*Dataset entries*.
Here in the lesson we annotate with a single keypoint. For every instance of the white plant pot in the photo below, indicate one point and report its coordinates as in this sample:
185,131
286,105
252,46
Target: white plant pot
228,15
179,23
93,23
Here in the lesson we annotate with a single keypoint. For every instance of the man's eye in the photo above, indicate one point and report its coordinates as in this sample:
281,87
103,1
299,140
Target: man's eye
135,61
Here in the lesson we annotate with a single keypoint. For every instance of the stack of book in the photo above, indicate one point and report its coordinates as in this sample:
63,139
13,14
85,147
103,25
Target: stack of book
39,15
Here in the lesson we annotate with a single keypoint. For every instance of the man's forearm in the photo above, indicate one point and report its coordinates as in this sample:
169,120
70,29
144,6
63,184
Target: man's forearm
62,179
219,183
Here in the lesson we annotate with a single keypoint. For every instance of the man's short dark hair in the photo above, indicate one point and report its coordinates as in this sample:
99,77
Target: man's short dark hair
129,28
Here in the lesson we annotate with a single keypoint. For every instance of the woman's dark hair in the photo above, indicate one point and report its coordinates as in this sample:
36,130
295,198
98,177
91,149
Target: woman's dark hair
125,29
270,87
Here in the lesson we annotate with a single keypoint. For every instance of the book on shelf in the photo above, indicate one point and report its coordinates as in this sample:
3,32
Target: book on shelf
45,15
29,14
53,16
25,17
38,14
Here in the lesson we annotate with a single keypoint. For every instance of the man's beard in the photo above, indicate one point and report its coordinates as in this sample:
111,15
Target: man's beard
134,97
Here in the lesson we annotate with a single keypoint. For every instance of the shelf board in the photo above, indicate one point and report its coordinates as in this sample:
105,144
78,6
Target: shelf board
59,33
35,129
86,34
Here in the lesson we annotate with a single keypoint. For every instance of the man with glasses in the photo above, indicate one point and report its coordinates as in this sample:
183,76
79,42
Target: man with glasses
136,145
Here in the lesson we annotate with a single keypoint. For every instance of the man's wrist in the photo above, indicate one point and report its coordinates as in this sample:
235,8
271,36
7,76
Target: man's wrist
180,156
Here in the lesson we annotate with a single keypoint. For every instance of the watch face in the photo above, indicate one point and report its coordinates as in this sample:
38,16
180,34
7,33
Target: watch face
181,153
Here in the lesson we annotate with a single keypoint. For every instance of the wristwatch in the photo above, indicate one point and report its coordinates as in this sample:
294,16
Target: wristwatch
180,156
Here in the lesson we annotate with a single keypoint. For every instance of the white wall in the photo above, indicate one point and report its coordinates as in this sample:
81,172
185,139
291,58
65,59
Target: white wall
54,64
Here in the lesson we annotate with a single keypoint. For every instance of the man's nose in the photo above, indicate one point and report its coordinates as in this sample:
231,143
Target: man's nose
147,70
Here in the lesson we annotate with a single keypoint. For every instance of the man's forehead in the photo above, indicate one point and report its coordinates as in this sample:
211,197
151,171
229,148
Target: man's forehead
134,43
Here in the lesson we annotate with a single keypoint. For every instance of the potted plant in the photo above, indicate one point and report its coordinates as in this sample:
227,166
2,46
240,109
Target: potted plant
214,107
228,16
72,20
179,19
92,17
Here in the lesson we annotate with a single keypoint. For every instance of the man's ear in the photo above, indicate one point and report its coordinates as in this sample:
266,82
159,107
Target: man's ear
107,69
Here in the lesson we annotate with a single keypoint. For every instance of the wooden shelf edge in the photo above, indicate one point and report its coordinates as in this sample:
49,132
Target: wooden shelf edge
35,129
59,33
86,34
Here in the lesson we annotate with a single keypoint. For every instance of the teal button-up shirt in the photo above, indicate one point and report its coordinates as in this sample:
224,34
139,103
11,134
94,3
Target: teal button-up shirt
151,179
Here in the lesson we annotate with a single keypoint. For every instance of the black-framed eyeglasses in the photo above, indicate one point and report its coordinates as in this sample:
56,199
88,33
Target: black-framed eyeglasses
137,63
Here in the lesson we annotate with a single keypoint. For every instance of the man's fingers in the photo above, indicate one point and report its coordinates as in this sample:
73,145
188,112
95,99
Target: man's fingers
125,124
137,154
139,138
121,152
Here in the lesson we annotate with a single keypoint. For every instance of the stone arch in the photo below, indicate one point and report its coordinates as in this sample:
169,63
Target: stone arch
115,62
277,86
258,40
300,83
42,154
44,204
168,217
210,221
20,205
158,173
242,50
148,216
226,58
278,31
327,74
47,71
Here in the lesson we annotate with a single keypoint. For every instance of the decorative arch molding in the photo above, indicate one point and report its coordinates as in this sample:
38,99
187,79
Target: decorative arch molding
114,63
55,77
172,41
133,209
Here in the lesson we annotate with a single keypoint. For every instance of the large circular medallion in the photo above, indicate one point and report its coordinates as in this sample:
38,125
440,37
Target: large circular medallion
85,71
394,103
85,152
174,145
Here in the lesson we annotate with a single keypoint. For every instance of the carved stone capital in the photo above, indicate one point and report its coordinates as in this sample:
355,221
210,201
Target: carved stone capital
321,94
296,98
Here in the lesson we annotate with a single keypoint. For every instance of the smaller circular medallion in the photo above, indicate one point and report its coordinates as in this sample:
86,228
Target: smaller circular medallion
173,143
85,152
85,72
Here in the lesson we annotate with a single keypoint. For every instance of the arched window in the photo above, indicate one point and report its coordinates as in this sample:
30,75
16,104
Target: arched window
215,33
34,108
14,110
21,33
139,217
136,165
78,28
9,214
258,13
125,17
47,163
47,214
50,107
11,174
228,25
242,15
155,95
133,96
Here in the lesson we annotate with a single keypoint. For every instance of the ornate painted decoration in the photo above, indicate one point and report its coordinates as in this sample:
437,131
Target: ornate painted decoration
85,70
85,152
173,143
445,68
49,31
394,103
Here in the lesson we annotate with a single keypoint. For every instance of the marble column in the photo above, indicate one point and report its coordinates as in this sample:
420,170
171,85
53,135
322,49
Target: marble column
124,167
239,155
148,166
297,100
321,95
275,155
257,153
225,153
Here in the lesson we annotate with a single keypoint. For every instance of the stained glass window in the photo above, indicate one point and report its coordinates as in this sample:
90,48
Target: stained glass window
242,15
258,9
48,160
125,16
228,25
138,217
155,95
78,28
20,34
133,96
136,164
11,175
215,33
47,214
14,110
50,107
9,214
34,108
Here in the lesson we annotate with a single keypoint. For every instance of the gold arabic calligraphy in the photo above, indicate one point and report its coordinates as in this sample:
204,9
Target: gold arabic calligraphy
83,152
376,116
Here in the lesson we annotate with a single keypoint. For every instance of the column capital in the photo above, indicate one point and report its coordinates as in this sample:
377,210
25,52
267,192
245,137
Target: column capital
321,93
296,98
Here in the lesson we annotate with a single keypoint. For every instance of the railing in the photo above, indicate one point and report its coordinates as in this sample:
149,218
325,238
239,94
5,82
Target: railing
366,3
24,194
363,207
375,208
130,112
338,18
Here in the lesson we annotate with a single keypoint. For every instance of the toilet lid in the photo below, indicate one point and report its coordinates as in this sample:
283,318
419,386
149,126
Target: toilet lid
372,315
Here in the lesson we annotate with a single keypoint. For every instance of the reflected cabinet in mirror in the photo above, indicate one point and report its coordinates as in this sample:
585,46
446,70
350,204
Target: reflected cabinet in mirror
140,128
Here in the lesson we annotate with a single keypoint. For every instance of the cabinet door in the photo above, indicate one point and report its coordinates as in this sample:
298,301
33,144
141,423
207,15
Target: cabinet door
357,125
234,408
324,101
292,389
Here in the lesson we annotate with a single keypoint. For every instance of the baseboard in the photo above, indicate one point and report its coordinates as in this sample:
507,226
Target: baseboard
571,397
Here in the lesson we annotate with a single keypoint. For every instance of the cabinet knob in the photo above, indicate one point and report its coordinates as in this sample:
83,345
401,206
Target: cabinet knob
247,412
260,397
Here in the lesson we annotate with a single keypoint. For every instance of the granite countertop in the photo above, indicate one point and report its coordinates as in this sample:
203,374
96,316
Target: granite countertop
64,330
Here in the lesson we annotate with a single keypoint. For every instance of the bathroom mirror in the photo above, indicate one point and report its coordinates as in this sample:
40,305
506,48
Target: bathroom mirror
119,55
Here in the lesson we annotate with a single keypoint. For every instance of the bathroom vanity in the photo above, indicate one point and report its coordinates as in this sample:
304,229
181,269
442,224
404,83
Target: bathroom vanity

*WHAT YOU HAVE TO DO*. Search each line of the data above for "vanity", and copy the lines where it occurs.

*RESPONSE AREA*.
Here in the lesson we annotate with a single keypoint. For every instance of the bathroom vanity in the photo above, indicate one point and report its coordinates as in this sample:
Target: bathroom vanity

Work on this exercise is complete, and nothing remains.